### Data supplied
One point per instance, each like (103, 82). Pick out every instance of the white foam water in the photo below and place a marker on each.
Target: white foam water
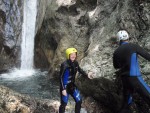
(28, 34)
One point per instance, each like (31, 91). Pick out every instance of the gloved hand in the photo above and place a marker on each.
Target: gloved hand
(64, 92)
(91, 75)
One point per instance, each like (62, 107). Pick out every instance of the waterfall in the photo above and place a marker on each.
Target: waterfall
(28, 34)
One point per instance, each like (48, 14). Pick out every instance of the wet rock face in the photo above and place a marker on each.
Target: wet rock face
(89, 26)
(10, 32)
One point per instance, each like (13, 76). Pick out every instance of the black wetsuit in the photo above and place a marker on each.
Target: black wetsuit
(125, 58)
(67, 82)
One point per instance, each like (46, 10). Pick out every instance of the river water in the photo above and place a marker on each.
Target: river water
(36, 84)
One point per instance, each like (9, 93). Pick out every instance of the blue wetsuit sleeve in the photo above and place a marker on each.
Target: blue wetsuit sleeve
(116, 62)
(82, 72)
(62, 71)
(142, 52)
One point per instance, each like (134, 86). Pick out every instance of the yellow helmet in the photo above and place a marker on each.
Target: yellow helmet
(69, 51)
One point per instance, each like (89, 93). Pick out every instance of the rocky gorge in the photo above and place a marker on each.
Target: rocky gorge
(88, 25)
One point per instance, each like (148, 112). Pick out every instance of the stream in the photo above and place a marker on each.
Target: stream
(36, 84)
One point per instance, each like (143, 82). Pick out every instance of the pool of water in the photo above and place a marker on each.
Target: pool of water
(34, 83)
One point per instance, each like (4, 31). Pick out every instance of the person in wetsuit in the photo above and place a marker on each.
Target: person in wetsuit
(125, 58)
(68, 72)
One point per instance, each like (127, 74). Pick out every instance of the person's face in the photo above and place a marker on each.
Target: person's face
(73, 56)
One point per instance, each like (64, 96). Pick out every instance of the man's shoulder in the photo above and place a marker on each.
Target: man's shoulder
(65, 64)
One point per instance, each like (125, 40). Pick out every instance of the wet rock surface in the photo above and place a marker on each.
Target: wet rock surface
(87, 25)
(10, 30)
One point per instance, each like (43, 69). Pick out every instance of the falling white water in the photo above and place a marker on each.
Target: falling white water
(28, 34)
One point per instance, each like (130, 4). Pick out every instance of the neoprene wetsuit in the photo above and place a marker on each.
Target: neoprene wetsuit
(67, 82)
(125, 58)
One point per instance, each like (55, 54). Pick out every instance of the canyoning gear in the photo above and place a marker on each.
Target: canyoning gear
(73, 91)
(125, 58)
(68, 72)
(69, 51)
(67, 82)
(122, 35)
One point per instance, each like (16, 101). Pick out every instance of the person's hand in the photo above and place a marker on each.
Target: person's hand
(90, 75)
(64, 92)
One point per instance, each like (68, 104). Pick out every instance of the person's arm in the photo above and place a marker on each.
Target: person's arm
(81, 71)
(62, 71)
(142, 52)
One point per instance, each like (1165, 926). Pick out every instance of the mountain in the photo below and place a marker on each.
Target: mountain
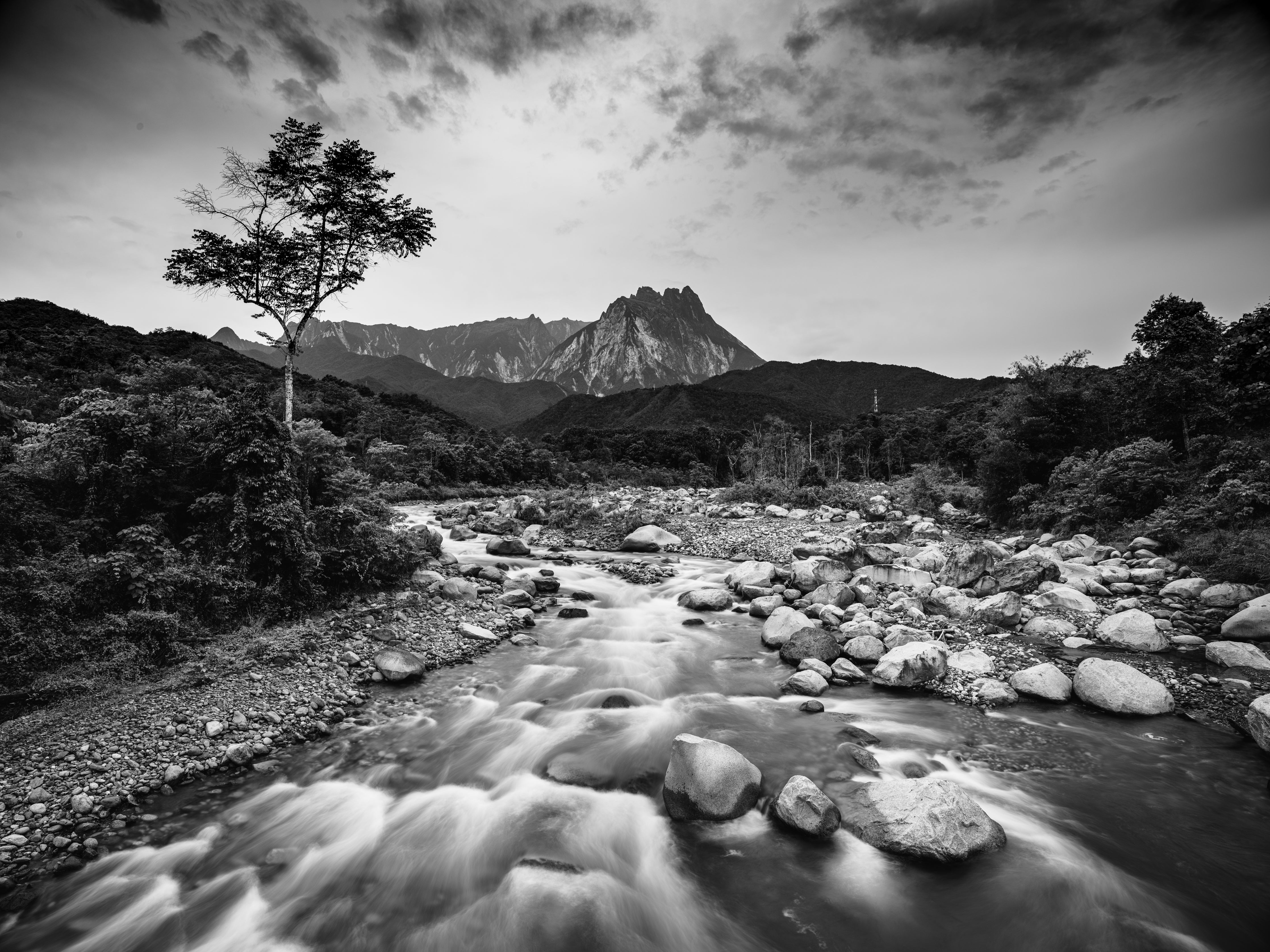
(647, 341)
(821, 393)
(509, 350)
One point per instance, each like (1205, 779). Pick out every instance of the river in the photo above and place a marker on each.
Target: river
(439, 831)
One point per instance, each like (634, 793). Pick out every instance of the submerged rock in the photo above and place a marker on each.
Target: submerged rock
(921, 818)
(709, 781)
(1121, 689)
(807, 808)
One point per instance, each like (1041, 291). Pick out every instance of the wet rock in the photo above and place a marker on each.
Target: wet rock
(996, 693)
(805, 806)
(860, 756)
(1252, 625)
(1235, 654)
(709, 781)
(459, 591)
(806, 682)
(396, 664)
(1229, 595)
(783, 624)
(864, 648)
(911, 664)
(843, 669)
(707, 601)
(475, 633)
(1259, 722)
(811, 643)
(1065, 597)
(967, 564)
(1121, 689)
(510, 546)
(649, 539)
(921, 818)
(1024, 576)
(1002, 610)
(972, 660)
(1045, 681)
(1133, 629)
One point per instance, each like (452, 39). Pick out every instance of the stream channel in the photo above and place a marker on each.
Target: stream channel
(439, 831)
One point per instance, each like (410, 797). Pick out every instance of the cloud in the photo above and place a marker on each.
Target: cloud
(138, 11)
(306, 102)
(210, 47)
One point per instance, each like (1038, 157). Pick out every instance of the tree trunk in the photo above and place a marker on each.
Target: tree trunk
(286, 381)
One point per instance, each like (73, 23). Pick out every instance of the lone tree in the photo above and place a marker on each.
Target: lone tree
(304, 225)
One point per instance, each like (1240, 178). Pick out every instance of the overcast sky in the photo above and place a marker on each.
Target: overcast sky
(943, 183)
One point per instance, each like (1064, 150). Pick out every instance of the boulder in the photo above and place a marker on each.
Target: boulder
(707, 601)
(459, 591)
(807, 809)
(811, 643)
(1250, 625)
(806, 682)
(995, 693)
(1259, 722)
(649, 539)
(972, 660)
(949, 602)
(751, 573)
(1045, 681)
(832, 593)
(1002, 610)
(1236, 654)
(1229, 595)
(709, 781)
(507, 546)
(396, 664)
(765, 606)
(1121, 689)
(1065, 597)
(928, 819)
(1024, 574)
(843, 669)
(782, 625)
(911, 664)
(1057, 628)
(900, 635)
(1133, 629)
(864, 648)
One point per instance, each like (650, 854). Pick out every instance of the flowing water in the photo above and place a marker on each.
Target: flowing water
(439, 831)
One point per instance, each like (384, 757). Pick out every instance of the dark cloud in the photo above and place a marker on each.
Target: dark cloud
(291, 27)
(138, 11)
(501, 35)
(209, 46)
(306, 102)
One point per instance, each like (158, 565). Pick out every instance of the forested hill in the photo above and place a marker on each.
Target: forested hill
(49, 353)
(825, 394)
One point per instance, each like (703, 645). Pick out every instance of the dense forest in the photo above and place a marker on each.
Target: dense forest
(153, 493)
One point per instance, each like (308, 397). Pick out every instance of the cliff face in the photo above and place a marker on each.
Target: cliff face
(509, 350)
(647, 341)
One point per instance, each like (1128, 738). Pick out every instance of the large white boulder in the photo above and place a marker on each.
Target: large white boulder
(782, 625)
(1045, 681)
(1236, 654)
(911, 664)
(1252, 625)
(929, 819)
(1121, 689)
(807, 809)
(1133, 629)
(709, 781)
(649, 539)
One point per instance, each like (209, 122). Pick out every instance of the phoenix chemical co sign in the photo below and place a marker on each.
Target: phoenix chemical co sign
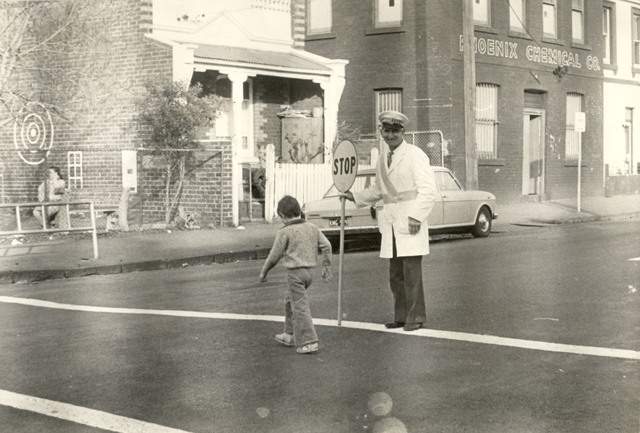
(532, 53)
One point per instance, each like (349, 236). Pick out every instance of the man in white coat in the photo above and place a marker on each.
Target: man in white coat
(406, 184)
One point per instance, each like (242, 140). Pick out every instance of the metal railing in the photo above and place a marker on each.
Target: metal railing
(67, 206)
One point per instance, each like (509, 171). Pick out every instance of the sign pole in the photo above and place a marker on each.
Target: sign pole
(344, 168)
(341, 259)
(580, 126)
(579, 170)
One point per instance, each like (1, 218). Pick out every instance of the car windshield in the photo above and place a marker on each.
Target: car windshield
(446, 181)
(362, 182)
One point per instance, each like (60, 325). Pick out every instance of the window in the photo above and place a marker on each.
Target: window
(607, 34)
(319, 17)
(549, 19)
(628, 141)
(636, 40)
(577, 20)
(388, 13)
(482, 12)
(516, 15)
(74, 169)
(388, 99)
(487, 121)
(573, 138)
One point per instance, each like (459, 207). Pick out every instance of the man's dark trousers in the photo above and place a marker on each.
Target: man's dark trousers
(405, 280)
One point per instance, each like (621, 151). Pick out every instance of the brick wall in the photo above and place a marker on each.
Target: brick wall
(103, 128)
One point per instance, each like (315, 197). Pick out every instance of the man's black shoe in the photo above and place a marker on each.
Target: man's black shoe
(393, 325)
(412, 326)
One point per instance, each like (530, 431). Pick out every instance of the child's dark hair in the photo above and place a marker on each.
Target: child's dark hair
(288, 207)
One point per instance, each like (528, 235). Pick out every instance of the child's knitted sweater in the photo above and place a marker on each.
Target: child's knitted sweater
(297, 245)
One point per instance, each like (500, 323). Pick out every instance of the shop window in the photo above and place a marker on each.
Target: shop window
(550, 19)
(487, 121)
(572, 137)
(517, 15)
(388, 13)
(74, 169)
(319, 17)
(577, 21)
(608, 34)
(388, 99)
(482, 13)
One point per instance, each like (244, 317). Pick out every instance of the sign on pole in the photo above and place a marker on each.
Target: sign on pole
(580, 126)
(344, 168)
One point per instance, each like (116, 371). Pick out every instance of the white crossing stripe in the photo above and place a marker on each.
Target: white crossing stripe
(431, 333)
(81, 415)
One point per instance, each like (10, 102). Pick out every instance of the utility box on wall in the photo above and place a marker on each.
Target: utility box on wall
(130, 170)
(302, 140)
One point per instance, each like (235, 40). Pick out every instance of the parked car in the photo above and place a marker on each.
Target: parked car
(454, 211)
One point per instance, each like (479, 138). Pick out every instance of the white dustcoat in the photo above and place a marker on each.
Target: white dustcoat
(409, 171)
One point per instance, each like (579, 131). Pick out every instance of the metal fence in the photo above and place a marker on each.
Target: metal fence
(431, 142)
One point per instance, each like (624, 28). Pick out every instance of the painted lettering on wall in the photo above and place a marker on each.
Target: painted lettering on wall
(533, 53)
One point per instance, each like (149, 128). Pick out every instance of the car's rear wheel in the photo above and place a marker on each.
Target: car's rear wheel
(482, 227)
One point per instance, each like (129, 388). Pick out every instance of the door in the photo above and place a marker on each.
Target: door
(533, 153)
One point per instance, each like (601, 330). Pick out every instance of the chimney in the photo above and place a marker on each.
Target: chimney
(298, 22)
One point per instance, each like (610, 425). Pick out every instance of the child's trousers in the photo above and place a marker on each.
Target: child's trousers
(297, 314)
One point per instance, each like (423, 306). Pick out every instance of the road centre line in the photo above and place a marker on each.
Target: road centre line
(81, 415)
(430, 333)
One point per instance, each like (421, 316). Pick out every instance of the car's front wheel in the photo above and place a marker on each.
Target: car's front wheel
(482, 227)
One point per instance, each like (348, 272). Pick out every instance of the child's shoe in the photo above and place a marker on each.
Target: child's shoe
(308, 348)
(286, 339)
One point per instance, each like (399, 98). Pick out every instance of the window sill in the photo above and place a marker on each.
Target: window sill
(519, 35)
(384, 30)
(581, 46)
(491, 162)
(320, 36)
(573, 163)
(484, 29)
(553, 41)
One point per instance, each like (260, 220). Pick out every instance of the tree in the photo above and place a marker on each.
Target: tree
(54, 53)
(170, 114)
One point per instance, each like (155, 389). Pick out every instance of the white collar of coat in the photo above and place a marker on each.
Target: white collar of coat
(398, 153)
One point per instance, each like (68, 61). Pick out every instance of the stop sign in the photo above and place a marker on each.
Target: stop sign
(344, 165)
######
→ Instructions for the task: Proceeding from the line containing "Target: lone tree" through the line containing "One point per instance, each like (1128, 738).", transcribe the lines above exactly, both end lines included.

→ Written solution:
Target: lone tree
(304, 225)
One point per instance, each like (1240, 178). Pick out every instance of the overcast sky in the photo above and place a marker on each.
Target: overcast sky
(943, 183)
One point per instance, each like (1064, 150). Pick out every instance of the boulder in the photo above and place a marker on each.
Target: boulder
(707, 601)
(459, 591)
(807, 809)
(811, 643)
(1250, 625)
(806, 682)
(995, 693)
(1259, 722)
(649, 539)
(972, 660)
(949, 602)
(751, 573)
(1045, 681)
(832, 593)
(1002, 610)
(1236, 654)
(1229, 595)
(709, 781)
(507, 546)
(396, 664)
(765, 606)
(1121, 689)
(1065, 597)
(928, 819)
(1024, 574)
(843, 669)
(782, 625)
(911, 664)
(1057, 628)
(900, 635)
(1133, 629)
(864, 648)
One point per instance, each like (650, 854). Pick out every instance of the flowing water in the photo above and place a marker on each.
Target: flowing water
(439, 831)
One point per instance, each like (384, 757). Pick out every instance of the dark cloud in the photo above and place a marker on each.
Target: dark cloud
(291, 27)
(138, 11)
(501, 35)
(209, 46)
(306, 102)
One point per instance, each like (158, 565). Pick out every instance of the forested hill in the photo above and place a marker on each.
Target: forested hill
(49, 353)
(825, 394)
One point per instance, each like (703, 645). Pick out every instance of the dense forest in the photo above and place a marker on each.
Target: dense forest
(153, 493)
One point per instance, each like (308, 397). Pick out every instance of the cliff face in the photo above and place a marker on each.
Target: cliff face
(509, 350)
(647, 341)
One point per instance, each like (1128, 738). Pick out every instance of the large white boulder in the photo above and place a marker on each.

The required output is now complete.